GIVEN ENTRIES:

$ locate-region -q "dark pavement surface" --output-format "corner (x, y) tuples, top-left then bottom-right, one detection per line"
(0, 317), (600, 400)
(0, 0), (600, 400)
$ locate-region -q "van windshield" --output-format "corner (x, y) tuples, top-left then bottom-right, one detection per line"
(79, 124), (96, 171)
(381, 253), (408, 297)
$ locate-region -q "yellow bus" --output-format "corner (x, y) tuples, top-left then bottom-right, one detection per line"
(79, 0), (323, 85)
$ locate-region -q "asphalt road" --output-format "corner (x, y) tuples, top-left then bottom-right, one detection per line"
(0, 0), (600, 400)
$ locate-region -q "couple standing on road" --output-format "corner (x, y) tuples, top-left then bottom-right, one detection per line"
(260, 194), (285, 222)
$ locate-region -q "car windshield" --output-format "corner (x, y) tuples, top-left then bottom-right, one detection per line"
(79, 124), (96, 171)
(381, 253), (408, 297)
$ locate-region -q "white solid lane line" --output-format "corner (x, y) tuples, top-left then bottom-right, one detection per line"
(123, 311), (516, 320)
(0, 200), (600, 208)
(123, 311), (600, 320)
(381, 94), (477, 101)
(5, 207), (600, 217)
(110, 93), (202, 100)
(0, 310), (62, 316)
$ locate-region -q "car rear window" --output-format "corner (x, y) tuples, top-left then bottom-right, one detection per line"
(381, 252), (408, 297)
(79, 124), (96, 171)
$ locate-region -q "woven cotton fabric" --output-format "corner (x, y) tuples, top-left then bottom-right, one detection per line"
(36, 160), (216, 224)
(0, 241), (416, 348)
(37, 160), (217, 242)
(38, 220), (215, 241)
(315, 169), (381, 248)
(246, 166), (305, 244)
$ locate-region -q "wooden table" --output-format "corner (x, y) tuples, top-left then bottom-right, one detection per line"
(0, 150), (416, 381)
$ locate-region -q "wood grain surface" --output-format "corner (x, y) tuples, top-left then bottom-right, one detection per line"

PROBLEM:
Please offset every coordinate in the answers by 82 and write out again each line from the start of the rows through the line containing "(260, 194), (285, 222)", both ends included, with the requests kept as they are.

WORKED ANSWER:
$ locate-region -q "dark pavement surface" --output-format "corner (x, y) tuples, top-left then bottom-right, one detection per line"
(82, 399), (682, 482)
(82, 82), (682, 482)
$ locate-region -q "van windshield" --output-format "corner (x, y) tuples, top-left then bottom-right, one detection per line"
(161, 206), (178, 253)
(463, 335), (490, 379)
$ locate-region -q "yellow bus" --output-format "corner (x, y) tuples, top-left then bottom-right, one detection per line"
(161, 82), (405, 167)
$ locate-region -q "asphalt road" --output-format "corner (x, y) tuples, top-left then bottom-right, one detection per line"
(82, 82), (682, 482)
$ locate-region -q "couple standing on road" --output-format "corner (x, y) tuples, top-left then bottom-right, one detection per line"
(342, 276), (367, 304)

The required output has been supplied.